== Task to complete ==
Please copy the mortgage-servicing passage below, everything from "Count I alleges, on" down to "of error. Id.", swapping "alleges" for "claims" throughout.

== Given passage ==
_____

Separately, on several occasions between July 15, 2019 and January 15, 2020, Defendants
accepted Plaintiff’s mortgage payments over the phone but allegedly told Plaintiff that she was
required to pay Defendants a convenience fee for the telephone transaction. Id. ¶ 33. The loan
documents do not expressly permit Defendants to charge convenience fees. Id. ¶ 49.
On several occasions, Defendants also misrepresented to Plaintiff the amount paid and
owed on her loan. Id. ¶ 38-40. On February 5, 2020, Plaintiff wrote to AmeriHome disputing “the
servicing of her loan, misapplication of her escrow payments, fees imposed and collected from her
for [m]aking her payments over the telephone, imposition of late fees, and other related issues.”
Id. ¶¶ 42-44. On February 22, 2020, Defendants’ response “repeated its pattern of
misrepresentations by continuing to improperly account for her payments; admitting to being
aware of her homeowner’s insurance but providing no explanation why it had improperly forceplaced insurance from its affiliate instead of honoring Baxter’s insurance policy; and failing to
explain why it believed it was authorized to impose convenience fees.” ECF 26 at 11.
Count I alleges, on behalf of Plaintiff individually and two putative subclasses of similarly
situated Plaintiffs, that Defendants’ collections practices—namely, their charging of convenience
fees and their other deceptive efforts to collect sums not contractually owed—violate the MCDCA
and the MCPA. ECF 2 ¶¶ 70-86. Count II alleges, on behalf of Plaintiff individually, that
Defendants imposed and collected fees in violation of CLEC. Id. ¶¶ 87-92. Count III alleges, on
behalf of Plaintiff individually, that Defendants committed servicing errors in violation of RESPA
and its implementing regulations by failing to pay Plaintiff’s insurance, force-placing an insurance
policy on Plaintiff, failing to correct errors in the allocation of Plaintiff’s payments, and failing to
timely acknowledge, investigate, and respond to Plaintiff’s written request and notice of error. Id.

_____

== Recorded information ==
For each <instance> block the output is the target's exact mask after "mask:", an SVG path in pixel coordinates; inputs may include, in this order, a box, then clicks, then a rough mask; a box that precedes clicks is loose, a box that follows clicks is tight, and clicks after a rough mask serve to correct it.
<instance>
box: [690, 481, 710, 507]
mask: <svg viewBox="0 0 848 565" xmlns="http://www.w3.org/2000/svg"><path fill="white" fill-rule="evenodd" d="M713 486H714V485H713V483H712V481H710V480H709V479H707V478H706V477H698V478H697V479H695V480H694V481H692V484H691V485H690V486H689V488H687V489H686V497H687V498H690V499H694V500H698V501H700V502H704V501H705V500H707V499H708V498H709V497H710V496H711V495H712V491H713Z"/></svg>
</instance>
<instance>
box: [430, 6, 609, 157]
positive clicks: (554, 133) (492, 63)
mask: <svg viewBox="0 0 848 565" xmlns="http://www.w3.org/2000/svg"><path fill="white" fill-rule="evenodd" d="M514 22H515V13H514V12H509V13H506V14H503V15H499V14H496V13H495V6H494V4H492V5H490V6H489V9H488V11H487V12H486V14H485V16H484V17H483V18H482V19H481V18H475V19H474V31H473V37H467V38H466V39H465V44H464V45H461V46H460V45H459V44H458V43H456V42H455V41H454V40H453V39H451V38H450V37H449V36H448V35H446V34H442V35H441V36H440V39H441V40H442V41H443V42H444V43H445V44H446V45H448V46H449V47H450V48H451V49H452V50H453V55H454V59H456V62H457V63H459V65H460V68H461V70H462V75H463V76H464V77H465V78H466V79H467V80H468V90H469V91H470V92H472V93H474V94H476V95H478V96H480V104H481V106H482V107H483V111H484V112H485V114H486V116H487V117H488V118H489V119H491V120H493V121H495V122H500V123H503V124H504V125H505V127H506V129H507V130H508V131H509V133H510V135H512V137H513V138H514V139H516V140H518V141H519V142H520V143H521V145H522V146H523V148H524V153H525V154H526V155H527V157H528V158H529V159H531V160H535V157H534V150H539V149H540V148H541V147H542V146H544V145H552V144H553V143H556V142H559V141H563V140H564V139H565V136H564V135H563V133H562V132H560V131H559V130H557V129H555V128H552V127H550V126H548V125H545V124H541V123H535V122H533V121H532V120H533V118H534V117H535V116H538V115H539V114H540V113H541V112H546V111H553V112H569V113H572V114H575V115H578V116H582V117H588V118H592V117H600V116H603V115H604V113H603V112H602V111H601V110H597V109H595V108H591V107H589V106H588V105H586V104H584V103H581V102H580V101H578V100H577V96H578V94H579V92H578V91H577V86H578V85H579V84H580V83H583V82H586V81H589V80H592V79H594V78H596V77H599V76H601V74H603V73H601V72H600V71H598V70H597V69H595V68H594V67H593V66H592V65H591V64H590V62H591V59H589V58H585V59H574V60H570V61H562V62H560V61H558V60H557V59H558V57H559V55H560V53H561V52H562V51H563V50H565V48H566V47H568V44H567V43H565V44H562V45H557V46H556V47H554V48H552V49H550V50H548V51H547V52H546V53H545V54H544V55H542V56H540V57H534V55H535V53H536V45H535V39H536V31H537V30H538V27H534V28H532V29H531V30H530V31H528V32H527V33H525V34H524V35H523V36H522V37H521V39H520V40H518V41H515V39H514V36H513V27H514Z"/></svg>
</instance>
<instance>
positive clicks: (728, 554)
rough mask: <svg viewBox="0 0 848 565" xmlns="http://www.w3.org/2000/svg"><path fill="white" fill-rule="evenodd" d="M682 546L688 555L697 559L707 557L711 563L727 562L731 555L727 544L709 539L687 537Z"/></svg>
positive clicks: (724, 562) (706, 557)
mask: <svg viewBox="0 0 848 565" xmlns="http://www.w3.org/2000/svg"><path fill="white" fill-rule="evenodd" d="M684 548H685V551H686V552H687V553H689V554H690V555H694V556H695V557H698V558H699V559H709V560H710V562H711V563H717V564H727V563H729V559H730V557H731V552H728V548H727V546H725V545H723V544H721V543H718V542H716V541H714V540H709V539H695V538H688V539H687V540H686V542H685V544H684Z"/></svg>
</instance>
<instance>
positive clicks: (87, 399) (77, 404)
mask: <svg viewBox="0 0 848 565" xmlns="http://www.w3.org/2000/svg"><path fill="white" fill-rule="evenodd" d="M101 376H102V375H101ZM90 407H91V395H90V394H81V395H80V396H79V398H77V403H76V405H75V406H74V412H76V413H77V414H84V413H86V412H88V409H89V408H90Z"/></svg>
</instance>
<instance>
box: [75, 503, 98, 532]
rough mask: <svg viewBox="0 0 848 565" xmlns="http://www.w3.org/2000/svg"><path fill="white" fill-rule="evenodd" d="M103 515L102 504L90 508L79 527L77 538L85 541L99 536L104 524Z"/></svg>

_____

== Output for this task ==
Count I claims, on behalf of Plaintiff individually and two putative subclasses of similarly
situated Plaintiffs, that Defendants’ collections practices—namely, their charging of convenience
fees and their other deceptive efforts to collect sums not contractually owed—violate the MCDCA
and the MCPA. ECF 2 ¶¶ 70-86. Count II claims, on behalf of Plaintiff individually, that
Defendants imposed and collected fees in violation of CLEC. Id. ¶¶ 87-92. Count III claims, on
behalf of Plaintiff individually, that Defendants committed servicing errors in violation of RESPA
and its implementing regulations by failing to pay Plaintiff’s insurance, force-placing an insurance
policy on Plaintiff, failing to correct errors in the allocation of Plaintiff’s payments, and failing to
timely acknowledge, investigate, and respond to Plaintiff’s written request and notice of error. Id.